● Task to complete
The records should be copied out again with no alteration.

● Given records

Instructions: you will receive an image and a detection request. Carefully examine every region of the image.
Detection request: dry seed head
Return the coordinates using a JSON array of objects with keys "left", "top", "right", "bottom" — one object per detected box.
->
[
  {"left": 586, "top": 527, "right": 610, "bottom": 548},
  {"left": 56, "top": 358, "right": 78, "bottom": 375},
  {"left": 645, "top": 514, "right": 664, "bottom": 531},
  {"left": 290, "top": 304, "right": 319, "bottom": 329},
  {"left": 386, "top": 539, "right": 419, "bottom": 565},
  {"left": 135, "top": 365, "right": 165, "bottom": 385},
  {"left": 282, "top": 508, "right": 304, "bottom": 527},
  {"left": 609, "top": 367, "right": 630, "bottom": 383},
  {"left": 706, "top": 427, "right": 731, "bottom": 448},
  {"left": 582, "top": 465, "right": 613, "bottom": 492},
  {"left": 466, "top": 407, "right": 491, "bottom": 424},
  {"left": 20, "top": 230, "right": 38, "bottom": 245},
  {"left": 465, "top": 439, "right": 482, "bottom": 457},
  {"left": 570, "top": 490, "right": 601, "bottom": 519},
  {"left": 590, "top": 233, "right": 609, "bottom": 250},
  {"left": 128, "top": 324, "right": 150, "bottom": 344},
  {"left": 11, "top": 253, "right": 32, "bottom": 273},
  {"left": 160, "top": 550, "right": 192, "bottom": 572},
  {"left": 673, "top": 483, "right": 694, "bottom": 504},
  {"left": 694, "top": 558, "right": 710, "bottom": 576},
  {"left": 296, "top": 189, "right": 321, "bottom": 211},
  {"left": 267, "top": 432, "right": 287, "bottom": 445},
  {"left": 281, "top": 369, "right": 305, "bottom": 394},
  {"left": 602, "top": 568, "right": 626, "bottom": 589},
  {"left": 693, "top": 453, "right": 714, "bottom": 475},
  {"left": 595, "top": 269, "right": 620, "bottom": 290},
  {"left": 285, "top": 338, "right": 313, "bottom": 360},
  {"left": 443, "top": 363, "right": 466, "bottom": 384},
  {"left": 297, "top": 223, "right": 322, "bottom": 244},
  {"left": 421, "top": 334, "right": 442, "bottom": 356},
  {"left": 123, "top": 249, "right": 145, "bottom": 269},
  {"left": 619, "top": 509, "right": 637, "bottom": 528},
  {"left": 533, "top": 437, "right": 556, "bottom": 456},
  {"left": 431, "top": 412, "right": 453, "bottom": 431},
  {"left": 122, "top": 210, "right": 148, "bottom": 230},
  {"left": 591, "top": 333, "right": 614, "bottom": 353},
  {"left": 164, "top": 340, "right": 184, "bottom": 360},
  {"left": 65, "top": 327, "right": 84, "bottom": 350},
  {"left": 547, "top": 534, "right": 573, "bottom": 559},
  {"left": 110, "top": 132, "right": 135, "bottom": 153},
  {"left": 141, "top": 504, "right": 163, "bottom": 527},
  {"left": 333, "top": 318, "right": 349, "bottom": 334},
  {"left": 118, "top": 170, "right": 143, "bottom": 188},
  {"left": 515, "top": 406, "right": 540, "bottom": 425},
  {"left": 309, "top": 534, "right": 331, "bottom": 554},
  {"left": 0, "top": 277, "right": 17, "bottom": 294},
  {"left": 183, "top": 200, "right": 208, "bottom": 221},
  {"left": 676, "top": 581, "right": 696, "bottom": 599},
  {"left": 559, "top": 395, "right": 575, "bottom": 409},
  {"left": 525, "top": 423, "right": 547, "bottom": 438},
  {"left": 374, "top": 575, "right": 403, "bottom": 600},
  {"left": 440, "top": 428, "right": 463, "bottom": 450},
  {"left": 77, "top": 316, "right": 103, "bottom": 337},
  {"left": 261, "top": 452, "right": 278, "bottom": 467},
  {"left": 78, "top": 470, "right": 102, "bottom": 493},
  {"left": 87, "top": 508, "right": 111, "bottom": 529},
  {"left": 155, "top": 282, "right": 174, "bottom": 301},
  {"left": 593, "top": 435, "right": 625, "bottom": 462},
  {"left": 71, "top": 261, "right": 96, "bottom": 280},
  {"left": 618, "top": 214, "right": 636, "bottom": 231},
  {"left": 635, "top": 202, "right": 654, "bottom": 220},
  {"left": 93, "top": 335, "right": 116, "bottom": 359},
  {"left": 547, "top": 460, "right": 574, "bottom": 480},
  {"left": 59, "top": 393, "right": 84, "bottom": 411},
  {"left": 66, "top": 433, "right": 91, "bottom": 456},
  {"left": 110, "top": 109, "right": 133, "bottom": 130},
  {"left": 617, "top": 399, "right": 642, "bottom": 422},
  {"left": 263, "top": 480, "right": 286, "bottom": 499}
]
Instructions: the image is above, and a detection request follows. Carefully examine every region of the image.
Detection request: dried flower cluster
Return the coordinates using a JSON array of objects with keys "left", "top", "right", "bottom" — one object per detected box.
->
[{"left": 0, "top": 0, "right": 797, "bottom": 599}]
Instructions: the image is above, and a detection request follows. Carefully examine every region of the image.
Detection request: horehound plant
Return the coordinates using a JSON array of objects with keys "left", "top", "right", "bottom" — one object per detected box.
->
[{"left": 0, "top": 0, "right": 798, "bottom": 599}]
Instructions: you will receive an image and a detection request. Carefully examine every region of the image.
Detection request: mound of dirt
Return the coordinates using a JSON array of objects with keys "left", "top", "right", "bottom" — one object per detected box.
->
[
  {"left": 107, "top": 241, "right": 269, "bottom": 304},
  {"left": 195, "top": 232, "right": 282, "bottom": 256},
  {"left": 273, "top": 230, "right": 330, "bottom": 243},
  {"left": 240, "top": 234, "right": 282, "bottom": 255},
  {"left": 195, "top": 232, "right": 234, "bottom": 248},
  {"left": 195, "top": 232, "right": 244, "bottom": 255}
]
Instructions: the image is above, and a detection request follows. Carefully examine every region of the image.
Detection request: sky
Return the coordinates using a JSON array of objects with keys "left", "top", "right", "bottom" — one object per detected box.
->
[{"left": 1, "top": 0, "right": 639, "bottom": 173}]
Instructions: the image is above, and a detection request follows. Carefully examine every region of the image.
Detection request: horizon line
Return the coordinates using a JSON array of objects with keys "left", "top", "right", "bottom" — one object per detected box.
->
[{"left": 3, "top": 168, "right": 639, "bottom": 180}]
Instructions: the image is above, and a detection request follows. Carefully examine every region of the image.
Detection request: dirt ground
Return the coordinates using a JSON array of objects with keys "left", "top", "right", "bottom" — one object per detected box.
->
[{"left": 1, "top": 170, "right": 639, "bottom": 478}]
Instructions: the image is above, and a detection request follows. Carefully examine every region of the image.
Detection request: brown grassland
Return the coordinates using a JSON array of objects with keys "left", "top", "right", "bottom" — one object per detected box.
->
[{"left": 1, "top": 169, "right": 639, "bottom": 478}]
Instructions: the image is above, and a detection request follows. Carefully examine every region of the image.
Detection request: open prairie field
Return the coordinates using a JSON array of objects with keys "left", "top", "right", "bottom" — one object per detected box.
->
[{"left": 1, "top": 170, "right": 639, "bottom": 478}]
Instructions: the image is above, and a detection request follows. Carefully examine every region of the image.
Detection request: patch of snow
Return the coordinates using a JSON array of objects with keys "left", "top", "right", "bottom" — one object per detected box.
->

● Answer to the problem
Instructions: you will receive an image and a detection request. Carefully examine every region of the image.
Detection request: dry seed head
Return the coordinates using a JSON array of objects with keys "left", "top", "right", "bottom" — one object per detected box.
->
[
  {"left": 586, "top": 527, "right": 610, "bottom": 548},
  {"left": 56, "top": 358, "right": 78, "bottom": 375},
  {"left": 645, "top": 514, "right": 664, "bottom": 531},
  {"left": 290, "top": 304, "right": 319, "bottom": 329},
  {"left": 386, "top": 539, "right": 419, "bottom": 565},
  {"left": 135, "top": 365, "right": 165, "bottom": 385},
  {"left": 282, "top": 508, "right": 304, "bottom": 527},
  {"left": 609, "top": 367, "right": 630, "bottom": 383},
  {"left": 706, "top": 427, "right": 731, "bottom": 448},
  {"left": 582, "top": 465, "right": 613, "bottom": 492},
  {"left": 466, "top": 407, "right": 491, "bottom": 424},
  {"left": 20, "top": 230, "right": 38, "bottom": 245},
  {"left": 465, "top": 439, "right": 482, "bottom": 457},
  {"left": 570, "top": 490, "right": 601, "bottom": 519},
  {"left": 590, "top": 233, "right": 609, "bottom": 250},
  {"left": 128, "top": 324, "right": 150, "bottom": 344},
  {"left": 11, "top": 253, "right": 32, "bottom": 273},
  {"left": 160, "top": 550, "right": 192, "bottom": 572},
  {"left": 673, "top": 483, "right": 694, "bottom": 504},
  {"left": 694, "top": 558, "right": 710, "bottom": 576},
  {"left": 296, "top": 189, "right": 321, "bottom": 211},
  {"left": 267, "top": 432, "right": 287, "bottom": 445},
  {"left": 281, "top": 369, "right": 305, "bottom": 394},
  {"left": 602, "top": 568, "right": 626, "bottom": 589},
  {"left": 693, "top": 453, "right": 714, "bottom": 475},
  {"left": 595, "top": 269, "right": 620, "bottom": 290},
  {"left": 285, "top": 338, "right": 313, "bottom": 360},
  {"left": 443, "top": 363, "right": 466, "bottom": 384},
  {"left": 297, "top": 223, "right": 322, "bottom": 244},
  {"left": 421, "top": 334, "right": 442, "bottom": 356},
  {"left": 123, "top": 249, "right": 145, "bottom": 269},
  {"left": 619, "top": 509, "right": 637, "bottom": 528},
  {"left": 533, "top": 437, "right": 556, "bottom": 456},
  {"left": 431, "top": 412, "right": 453, "bottom": 431},
  {"left": 122, "top": 210, "right": 148, "bottom": 230},
  {"left": 591, "top": 333, "right": 614, "bottom": 353},
  {"left": 164, "top": 340, "right": 184, "bottom": 360},
  {"left": 65, "top": 327, "right": 84, "bottom": 350},
  {"left": 547, "top": 534, "right": 573, "bottom": 559},
  {"left": 110, "top": 132, "right": 135, "bottom": 153},
  {"left": 141, "top": 504, "right": 163, "bottom": 527},
  {"left": 333, "top": 318, "right": 349, "bottom": 334},
  {"left": 118, "top": 170, "right": 143, "bottom": 188},
  {"left": 515, "top": 406, "right": 540, "bottom": 425},
  {"left": 309, "top": 534, "right": 331, "bottom": 554},
  {"left": 0, "top": 277, "right": 17, "bottom": 294},
  {"left": 183, "top": 200, "right": 208, "bottom": 221},
  {"left": 676, "top": 581, "right": 696, "bottom": 599},
  {"left": 559, "top": 395, "right": 575, "bottom": 409},
  {"left": 525, "top": 423, "right": 547, "bottom": 438},
  {"left": 374, "top": 575, "right": 403, "bottom": 600},
  {"left": 440, "top": 428, "right": 463, "bottom": 450},
  {"left": 77, "top": 316, "right": 103, "bottom": 337},
  {"left": 261, "top": 452, "right": 278, "bottom": 467},
  {"left": 78, "top": 470, "right": 102, "bottom": 493},
  {"left": 87, "top": 508, "right": 111, "bottom": 529},
  {"left": 155, "top": 282, "right": 174, "bottom": 301},
  {"left": 593, "top": 435, "right": 625, "bottom": 462},
  {"left": 71, "top": 261, "right": 96, "bottom": 280},
  {"left": 618, "top": 214, "right": 636, "bottom": 231},
  {"left": 635, "top": 202, "right": 654, "bottom": 220},
  {"left": 93, "top": 335, "right": 116, "bottom": 359},
  {"left": 547, "top": 460, "right": 574, "bottom": 480},
  {"left": 59, "top": 393, "right": 84, "bottom": 411},
  {"left": 66, "top": 433, "right": 91, "bottom": 456},
  {"left": 110, "top": 109, "right": 133, "bottom": 130},
  {"left": 617, "top": 399, "right": 642, "bottom": 422},
  {"left": 263, "top": 480, "right": 286, "bottom": 499}
]
Instructions: the image is above, and a detection request follows. Carefully examine every region of the image.
Detection request: dried flower cluster
Return the coordinates using a JSON array of objects with keys "left", "top", "right", "bottom" — one object per detected box.
->
[{"left": 0, "top": 0, "right": 797, "bottom": 599}]
Instructions: the image is above, and a detection request follows. Carefully examine every region of the image.
Detection request: horehound plant
Return the coordinates using a JSON array of objects with keys "left", "top", "right", "bottom" — one object per detected box.
->
[{"left": 0, "top": 0, "right": 798, "bottom": 599}]
Instructions: you will receive an image and a detection request. Carefully examine every region of the image.
Detection request: mound of dirt
Return the coordinates using a JSON array of objects with keys "left", "top", "right", "bottom" — one object per detected box.
->
[
  {"left": 107, "top": 241, "right": 269, "bottom": 304},
  {"left": 195, "top": 232, "right": 282, "bottom": 256},
  {"left": 273, "top": 230, "right": 330, "bottom": 243},
  {"left": 240, "top": 234, "right": 282, "bottom": 255},
  {"left": 195, "top": 232, "right": 234, "bottom": 248},
  {"left": 195, "top": 232, "right": 244, "bottom": 255}
]
Instructions: the image is above, and a detection request follows. Carefully examine every region of the image.
Detection request: sky
Return the coordinates using a JSON array of objects with keys "left", "top", "right", "bottom" — one object per detected box.
->
[{"left": 1, "top": 0, "right": 639, "bottom": 173}]
Instructions: the image is above, and a detection request follows. Carefully examine every region of the image.
Detection request: horizon line
Return the coordinates using a JSON array of objects with keys "left", "top", "right", "bottom" — one object per detected box.
->
[{"left": 3, "top": 168, "right": 639, "bottom": 180}]
Instructions: the image is above, and a detection request follows. Carefully examine every region of the image.
Detection request: dirt ground
Return the coordinates using a JSON array of objects with keys "left", "top", "right", "bottom" — one object per detected box.
->
[{"left": 1, "top": 170, "right": 639, "bottom": 478}]
Instructions: the image is above, and a detection request follows. Carefully examine every region of the image.
Detection request: brown grassland
Return the coordinates using a JSON array of objects with keys "left", "top", "right", "bottom" — one object per detected box.
->
[{"left": 1, "top": 169, "right": 639, "bottom": 478}]
Instructions: the image is above, and a detection request follows. Carefully examine every region of the image.
Detection request: open prairie field
Return the coordinates using a JSON array of objects with keys "left", "top", "right", "bottom" — one object per detected box.
->
[{"left": 1, "top": 170, "right": 639, "bottom": 478}]
Instructions: the image is above, and a detection request follows. Carefully examine every region of the image.
Detection request: patch of snow
Return the coordinates using a JSON array of objects with keys "left", "top", "right", "bottom" — one object per detected box.
->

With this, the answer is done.